__To do__:
A. In the Through the Ages app review, why does the writer decide to review the app at this point? Explain in one to three sentences.
B. Retype everything in the Through the Ages app review from "For the longest" down to "issue, shall we?".

__Text segment__:
§
App Review – Through the Ages

With social distancing and us isolating ourselves, apps are becoming even more important in our boardgaming lives.

For the longest time, I’ve been referencing how awesome the Through the Ages app from Czech Games Edition is, but I’ve never actually, you know, reviewed it and such.

While I’m here and while this blog is getting tons of hits for online gaming, let’s rectify that little issue, shall we?

Through the Ages is one of the more complex games I’ve played, but the app makes it so easy. The original base game came out in 2006 and was designed by Vlaada Chvátil and was published by (hey, this sounds familiar) CGE.

When the app came out in 2017, it was based on the revised edition of the game, Through the Ages: A New Story of Civilization (2015) that reworked a bunch of the cards and rebalanced the game some.

In a nice switch, when the New Leaders & Wonders expansion came out in 2019, it came out for the app first.

20200407105750_1

The app is brilliant and the game is pretty damned good too.

Let’s do a short overview of the game before I go onto the app (while you already know it’s awesome, read on to find out just why it’s so great).
§
__Information provided__:
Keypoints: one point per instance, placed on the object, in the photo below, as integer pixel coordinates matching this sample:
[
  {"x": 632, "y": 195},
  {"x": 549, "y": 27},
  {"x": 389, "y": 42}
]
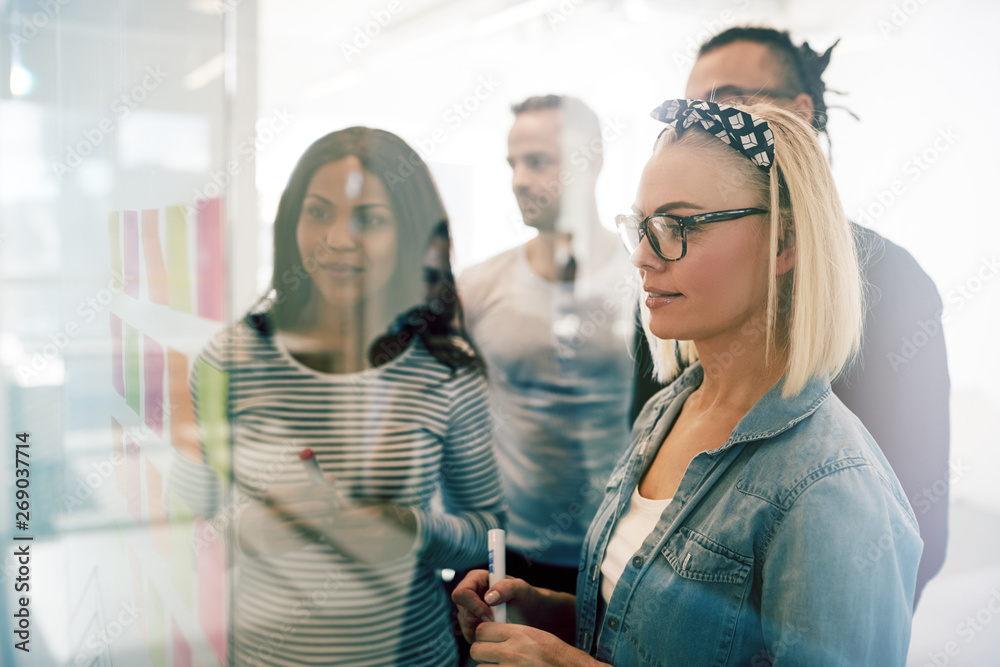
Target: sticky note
[
  {"x": 182, "y": 649},
  {"x": 133, "y": 496},
  {"x": 132, "y": 367},
  {"x": 211, "y": 259},
  {"x": 118, "y": 456},
  {"x": 212, "y": 396},
  {"x": 181, "y": 552},
  {"x": 152, "y": 252},
  {"x": 136, "y": 566},
  {"x": 153, "y": 366},
  {"x": 156, "y": 626},
  {"x": 159, "y": 531},
  {"x": 183, "y": 430},
  {"x": 130, "y": 232},
  {"x": 117, "y": 374},
  {"x": 212, "y": 588},
  {"x": 178, "y": 277}
]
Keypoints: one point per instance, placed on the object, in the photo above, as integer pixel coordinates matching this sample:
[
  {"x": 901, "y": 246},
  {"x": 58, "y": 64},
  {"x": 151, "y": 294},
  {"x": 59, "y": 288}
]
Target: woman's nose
[{"x": 341, "y": 234}]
§
__Expected outputs__:
A. The writer has long praised the Through the Ages app without ever reviewing it. Because the blog is currently getting many hits for online gaming, the writer takes the chance to fix that gap.

B.
For the longest time, I’ve been referencing how awesome the Through the Ages app from Czech Games Edition is, but I’ve never actually, you know, reviewed it and such.

While I’m here and while this blog is getting tons of hits for online gaming, let’s rectify that little issue, shall we?